**Activity:** Copy out every line of the data that has the word "window" somewhere in it.

..........

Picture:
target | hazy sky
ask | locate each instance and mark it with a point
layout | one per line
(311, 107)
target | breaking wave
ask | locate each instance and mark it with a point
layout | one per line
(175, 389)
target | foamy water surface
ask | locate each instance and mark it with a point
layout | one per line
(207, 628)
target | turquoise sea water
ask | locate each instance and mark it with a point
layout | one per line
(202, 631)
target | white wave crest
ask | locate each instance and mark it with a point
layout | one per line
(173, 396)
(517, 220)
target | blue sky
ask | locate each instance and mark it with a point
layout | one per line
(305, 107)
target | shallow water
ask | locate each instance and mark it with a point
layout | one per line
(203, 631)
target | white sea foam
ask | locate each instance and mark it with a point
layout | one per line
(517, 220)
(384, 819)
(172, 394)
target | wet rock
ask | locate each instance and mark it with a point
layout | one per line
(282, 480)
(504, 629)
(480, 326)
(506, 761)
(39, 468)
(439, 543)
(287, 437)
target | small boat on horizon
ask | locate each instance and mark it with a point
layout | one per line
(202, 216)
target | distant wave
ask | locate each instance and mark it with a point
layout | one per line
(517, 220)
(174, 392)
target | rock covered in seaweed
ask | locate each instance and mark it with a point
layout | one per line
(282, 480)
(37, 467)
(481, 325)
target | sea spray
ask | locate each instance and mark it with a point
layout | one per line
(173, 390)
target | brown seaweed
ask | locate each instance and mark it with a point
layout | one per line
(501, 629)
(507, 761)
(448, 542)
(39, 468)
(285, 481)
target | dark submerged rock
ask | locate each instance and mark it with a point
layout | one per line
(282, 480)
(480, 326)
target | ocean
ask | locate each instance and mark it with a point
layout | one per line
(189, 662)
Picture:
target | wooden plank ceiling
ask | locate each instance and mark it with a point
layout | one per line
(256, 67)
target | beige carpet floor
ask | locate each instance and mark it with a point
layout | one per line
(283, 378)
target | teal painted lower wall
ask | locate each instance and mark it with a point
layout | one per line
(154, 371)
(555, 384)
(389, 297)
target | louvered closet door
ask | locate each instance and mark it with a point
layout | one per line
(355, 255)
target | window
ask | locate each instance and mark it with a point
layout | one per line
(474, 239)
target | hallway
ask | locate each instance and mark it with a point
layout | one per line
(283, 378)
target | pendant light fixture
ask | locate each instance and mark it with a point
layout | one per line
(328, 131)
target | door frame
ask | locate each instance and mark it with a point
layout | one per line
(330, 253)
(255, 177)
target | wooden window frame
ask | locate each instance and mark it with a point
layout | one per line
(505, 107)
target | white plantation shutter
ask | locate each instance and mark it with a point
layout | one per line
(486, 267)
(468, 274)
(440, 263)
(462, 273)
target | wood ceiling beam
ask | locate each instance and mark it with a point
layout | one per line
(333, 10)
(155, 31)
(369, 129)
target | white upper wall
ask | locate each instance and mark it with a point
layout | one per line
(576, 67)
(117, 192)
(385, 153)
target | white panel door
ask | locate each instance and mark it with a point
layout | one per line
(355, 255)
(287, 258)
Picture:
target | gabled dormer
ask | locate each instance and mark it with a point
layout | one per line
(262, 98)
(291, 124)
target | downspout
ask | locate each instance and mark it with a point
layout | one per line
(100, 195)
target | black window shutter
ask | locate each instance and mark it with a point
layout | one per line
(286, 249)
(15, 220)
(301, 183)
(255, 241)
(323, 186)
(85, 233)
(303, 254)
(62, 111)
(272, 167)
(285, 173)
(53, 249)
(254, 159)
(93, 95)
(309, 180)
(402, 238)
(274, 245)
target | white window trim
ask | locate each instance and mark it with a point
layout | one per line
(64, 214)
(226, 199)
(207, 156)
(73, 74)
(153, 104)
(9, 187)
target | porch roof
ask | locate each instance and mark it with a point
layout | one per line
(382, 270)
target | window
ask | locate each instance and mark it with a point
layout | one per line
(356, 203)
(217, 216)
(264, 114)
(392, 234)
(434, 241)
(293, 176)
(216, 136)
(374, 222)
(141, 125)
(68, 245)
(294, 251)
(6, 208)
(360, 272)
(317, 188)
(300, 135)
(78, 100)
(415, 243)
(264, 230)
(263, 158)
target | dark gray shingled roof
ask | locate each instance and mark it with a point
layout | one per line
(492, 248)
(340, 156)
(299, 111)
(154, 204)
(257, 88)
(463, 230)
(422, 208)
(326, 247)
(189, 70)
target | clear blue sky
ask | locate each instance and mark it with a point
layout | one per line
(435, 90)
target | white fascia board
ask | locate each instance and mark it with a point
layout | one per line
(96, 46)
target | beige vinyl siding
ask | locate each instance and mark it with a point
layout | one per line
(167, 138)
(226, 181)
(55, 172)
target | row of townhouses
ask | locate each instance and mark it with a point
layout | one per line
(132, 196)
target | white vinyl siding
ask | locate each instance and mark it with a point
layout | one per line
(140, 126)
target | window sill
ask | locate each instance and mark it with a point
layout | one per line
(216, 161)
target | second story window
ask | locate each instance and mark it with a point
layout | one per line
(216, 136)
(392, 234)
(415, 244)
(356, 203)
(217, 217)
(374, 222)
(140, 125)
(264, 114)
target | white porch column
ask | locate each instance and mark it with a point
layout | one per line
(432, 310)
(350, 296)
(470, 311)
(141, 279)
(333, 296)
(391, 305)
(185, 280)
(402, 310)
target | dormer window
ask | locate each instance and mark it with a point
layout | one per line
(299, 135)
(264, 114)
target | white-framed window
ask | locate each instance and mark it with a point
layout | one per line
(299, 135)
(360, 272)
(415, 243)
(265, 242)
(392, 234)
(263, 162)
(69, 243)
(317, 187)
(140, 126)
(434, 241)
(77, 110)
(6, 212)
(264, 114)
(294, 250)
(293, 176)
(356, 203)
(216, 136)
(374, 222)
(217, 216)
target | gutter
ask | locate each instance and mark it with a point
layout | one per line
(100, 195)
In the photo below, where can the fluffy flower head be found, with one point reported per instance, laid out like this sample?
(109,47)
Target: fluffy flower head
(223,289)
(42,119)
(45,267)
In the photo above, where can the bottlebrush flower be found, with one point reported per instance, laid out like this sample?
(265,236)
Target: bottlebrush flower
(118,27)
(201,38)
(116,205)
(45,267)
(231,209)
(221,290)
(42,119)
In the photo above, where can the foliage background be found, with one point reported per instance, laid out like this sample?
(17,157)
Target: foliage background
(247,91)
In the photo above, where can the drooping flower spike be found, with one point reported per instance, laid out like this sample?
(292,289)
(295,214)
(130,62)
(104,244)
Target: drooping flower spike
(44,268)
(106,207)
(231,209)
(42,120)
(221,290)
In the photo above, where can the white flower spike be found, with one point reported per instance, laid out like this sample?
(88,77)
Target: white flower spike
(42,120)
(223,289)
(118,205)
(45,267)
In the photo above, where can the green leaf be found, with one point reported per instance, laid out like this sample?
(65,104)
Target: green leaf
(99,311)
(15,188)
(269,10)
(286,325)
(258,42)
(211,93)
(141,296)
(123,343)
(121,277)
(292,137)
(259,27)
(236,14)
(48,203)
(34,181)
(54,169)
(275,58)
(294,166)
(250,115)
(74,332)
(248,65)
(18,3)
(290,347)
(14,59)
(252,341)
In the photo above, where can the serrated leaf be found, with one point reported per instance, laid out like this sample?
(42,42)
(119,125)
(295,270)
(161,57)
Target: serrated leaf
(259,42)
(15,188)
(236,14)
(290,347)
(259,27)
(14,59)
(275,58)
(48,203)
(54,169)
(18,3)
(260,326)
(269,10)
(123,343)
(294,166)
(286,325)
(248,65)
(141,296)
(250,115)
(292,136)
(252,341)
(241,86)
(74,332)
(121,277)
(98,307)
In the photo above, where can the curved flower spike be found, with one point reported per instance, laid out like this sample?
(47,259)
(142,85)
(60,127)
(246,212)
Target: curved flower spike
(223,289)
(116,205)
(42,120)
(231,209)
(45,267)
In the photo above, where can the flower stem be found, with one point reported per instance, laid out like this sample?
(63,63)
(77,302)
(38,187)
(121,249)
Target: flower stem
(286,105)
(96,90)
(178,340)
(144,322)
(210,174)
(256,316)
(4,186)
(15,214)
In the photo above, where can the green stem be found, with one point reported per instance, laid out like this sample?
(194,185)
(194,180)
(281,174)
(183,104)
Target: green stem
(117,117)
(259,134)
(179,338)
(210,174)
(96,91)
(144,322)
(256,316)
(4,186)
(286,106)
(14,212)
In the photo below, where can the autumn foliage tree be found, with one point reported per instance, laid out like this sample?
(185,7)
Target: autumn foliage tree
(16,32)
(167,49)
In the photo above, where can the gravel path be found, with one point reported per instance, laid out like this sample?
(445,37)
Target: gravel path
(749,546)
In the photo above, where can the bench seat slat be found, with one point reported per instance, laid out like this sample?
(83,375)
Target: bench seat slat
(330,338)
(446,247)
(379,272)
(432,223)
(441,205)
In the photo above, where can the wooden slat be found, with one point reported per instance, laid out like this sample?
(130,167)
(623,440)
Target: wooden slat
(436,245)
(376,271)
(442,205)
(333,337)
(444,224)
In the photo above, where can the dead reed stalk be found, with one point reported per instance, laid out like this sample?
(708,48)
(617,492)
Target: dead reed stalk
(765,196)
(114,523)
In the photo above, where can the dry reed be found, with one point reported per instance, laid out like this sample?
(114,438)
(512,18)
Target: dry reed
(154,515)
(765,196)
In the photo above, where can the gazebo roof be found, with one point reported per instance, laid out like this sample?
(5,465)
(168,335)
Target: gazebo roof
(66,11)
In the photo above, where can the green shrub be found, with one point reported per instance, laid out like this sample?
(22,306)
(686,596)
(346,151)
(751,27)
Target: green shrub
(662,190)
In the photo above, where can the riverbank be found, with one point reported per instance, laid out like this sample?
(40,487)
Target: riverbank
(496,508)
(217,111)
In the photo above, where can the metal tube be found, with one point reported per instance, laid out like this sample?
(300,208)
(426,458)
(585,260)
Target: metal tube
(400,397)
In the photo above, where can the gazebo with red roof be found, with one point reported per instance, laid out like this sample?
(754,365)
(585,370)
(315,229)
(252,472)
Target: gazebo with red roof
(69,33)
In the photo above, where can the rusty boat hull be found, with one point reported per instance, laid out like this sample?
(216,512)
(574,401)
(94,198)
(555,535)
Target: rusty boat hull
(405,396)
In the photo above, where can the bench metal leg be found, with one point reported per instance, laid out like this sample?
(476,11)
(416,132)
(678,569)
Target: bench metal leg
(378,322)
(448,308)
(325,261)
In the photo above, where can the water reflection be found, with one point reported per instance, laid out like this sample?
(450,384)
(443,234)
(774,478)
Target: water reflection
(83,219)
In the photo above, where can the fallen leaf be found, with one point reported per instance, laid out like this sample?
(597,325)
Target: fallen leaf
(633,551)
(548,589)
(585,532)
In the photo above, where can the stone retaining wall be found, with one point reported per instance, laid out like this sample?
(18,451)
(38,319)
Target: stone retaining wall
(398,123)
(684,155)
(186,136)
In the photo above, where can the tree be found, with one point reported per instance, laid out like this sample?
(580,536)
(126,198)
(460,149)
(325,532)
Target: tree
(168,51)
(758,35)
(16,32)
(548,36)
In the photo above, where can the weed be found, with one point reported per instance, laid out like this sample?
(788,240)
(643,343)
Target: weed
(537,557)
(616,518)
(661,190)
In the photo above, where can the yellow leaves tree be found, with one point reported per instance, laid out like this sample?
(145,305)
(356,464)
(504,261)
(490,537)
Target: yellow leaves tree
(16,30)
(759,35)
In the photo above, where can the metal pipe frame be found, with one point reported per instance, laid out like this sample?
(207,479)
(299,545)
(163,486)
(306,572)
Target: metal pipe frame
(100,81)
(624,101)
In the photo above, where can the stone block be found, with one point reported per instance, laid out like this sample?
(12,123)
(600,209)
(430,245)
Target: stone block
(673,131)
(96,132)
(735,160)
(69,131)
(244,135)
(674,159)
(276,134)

..........

**Response:**
target | window
target | wooden window frame
target | black window shutter
target | white window trim
target | window
target | window sill
target | second story window
target | dormer window
target | white-framed window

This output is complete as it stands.